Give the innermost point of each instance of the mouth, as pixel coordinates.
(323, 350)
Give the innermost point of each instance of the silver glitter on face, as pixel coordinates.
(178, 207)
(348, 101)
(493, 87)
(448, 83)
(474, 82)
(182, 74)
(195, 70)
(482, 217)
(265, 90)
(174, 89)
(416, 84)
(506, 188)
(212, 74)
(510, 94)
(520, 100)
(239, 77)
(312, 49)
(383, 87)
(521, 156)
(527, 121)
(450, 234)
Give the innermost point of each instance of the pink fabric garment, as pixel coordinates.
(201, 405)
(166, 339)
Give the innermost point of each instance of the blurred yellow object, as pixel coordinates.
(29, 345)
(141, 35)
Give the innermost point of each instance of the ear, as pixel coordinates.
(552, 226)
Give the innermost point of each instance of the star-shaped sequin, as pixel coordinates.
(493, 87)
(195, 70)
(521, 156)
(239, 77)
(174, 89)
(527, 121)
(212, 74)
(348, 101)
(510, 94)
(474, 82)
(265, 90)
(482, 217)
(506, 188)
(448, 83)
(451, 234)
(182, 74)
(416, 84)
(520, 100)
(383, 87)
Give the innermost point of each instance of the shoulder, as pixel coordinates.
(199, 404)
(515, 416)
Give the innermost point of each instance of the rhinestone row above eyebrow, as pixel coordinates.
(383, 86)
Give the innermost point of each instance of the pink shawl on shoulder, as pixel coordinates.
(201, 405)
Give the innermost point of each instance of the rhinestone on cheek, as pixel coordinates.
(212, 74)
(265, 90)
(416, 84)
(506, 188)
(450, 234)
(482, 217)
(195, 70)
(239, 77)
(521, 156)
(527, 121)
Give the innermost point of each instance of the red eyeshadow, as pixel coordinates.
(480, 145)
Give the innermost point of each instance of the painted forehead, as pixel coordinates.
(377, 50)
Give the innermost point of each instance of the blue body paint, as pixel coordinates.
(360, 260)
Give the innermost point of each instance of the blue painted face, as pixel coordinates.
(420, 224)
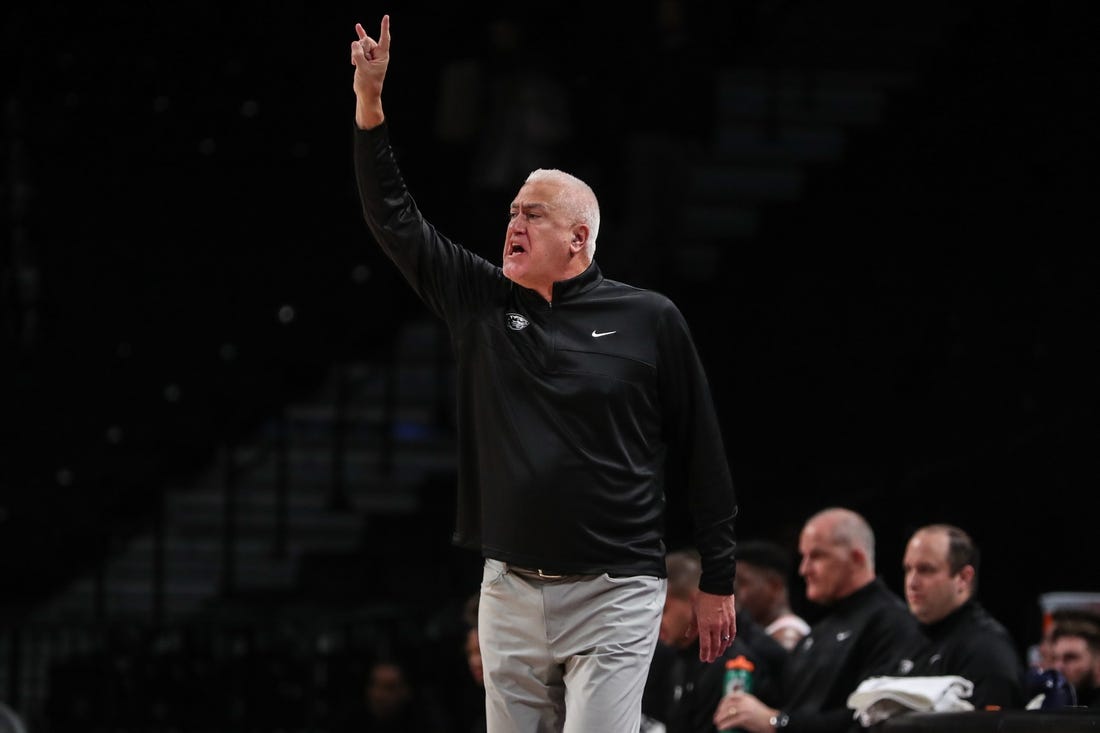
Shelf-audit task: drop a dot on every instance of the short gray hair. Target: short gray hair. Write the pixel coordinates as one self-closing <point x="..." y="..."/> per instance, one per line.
<point x="575" y="197"/>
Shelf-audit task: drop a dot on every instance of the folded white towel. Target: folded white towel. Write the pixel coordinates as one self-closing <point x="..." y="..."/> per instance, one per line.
<point x="878" y="698"/>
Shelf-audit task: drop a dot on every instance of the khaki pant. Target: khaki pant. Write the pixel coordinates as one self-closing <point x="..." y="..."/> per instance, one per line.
<point x="567" y="655"/>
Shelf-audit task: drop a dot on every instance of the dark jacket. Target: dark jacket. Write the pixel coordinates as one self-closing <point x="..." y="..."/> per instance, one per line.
<point x="574" y="417"/>
<point x="862" y="635"/>
<point x="974" y="645"/>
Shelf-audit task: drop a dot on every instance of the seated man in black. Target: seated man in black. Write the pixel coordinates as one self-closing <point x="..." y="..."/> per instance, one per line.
<point x="941" y="569"/>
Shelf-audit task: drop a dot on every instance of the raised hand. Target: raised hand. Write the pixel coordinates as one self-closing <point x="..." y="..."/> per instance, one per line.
<point x="371" y="59"/>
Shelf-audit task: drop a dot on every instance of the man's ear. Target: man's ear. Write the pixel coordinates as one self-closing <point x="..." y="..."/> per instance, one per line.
<point x="580" y="239"/>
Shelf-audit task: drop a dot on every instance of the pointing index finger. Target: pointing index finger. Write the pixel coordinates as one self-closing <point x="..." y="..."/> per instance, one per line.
<point x="384" y="34"/>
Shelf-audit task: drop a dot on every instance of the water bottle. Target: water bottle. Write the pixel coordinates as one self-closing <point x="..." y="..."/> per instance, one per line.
<point x="738" y="675"/>
<point x="738" y="678"/>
|---|
With the pictures removed, set down every line of the listing above exactly.

SOLUTION TO THIS TASK:
Give the innermost point of each instance of the mouth, as pixel coordinates.
(323, 350)
Give the innermost point of each instance of the silver glitter on face, as pixel coordinates.
(178, 207)
(348, 101)
(493, 87)
(448, 83)
(474, 82)
(182, 74)
(195, 70)
(482, 217)
(265, 90)
(174, 89)
(416, 84)
(506, 188)
(212, 74)
(510, 94)
(520, 100)
(239, 77)
(312, 49)
(383, 87)
(521, 156)
(527, 121)
(450, 234)
Give the innermost point of each instance of the pink fabric garment, as pixel coordinates.
(201, 405)
(166, 339)
Give the innermost point of each instance of the blurred yellow object, as pixel coordinates.
(29, 345)
(141, 35)
Give the innermost point of each instance of the ear, as pixel coordinates.
(552, 226)
Give the innermost point of each instance of the star-shaped sequin, as pixel coordinates.
(493, 87)
(195, 70)
(521, 156)
(239, 77)
(174, 89)
(527, 121)
(212, 74)
(348, 101)
(510, 94)
(474, 82)
(265, 90)
(482, 217)
(506, 188)
(448, 83)
(451, 234)
(182, 74)
(416, 84)
(520, 100)
(383, 87)
Give the innermost point of each instance of the shoulder, as pixel coordinates.
(199, 404)
(515, 416)
Give the innermost point of each instance of the rhinestone row above eyebrow, as pixel coordinates.
(383, 86)
Give the innermost point of each instance of the pink shawl on shoulder, as pixel coordinates.
(201, 405)
Give the innermost point of each instance of the rhinestone on cheek, as pixel coordinates.
(212, 74)
(265, 90)
(416, 84)
(506, 188)
(450, 234)
(482, 217)
(195, 70)
(239, 77)
(521, 156)
(527, 121)
Give the innermost point of each instance of the red eyeshadow, as pixel coordinates.
(480, 145)
Give the innermost point of each instance of the painted forehead, as pixel coordinates.
(377, 50)
Give the innermost point of each instance of the blue body paint, as pixel coordinates.
(360, 260)
Give the innermost point of each instance of the blue painted face, as pixel coordinates.
(420, 224)
Shelf-audit task: drop a dot on every instance of the short gray hair. Target: short gray hair. Write the pixel coordinates as one self-closing <point x="..." y="..."/> per instance, one per line.
<point x="575" y="197"/>
Shelf-audit task: drop a dot on every instance of the folded white towel. Target: folded white towel. Write the pixel coordinates as one self-closing <point x="..." y="..."/> per instance, one per line.
<point x="878" y="698"/>
Shelf-audit task: drop a dot on every instance of the khaki pant. Target: khaki pant. Write the pixel coordinates as one self-closing <point x="..." y="..."/> per instance, one per line.
<point x="567" y="655"/>
Shelf-audit task: drop a dot on every instance of the dark jacket. Target: dark jacket. Write the pixel coordinates as one self-closing <point x="..." y="..."/> per instance, one per line.
<point x="574" y="417"/>
<point x="862" y="635"/>
<point x="974" y="645"/>
Shelf-audit task: drop a dot on every instance of the seated man in black. Target: seated man in black. Write the pixel coordinates as one self-closing <point x="..." y="..."/> per instance, one per line.
<point x="941" y="569"/>
Shelf-audit task: drop a dot on every instance of the raised hand. Target: raised hand. Write the pixel coordinates as one self-closing <point x="..." y="..."/> per instance, one per line.
<point x="371" y="59"/>
Shelf-audit task: drop a dot on every instance of the man's ear. Target: man's ear. Write the pixel coordinates as one self-closing <point x="..." y="..."/> per instance, one per line.
<point x="580" y="239"/>
Shelf-audit task: drop a dot on every instance of the pointing index finger. Target: pointing index finger. Write the pixel coordinates as one self-closing <point x="..." y="..."/> per instance, one per line.
<point x="384" y="34"/>
Shelf-audit task: drop a dot on every instance of the water bottle. Target: water bottle. Write the pixel coordinates as one self-closing <point x="..." y="..."/> per instance, one per line.
<point x="738" y="675"/>
<point x="738" y="678"/>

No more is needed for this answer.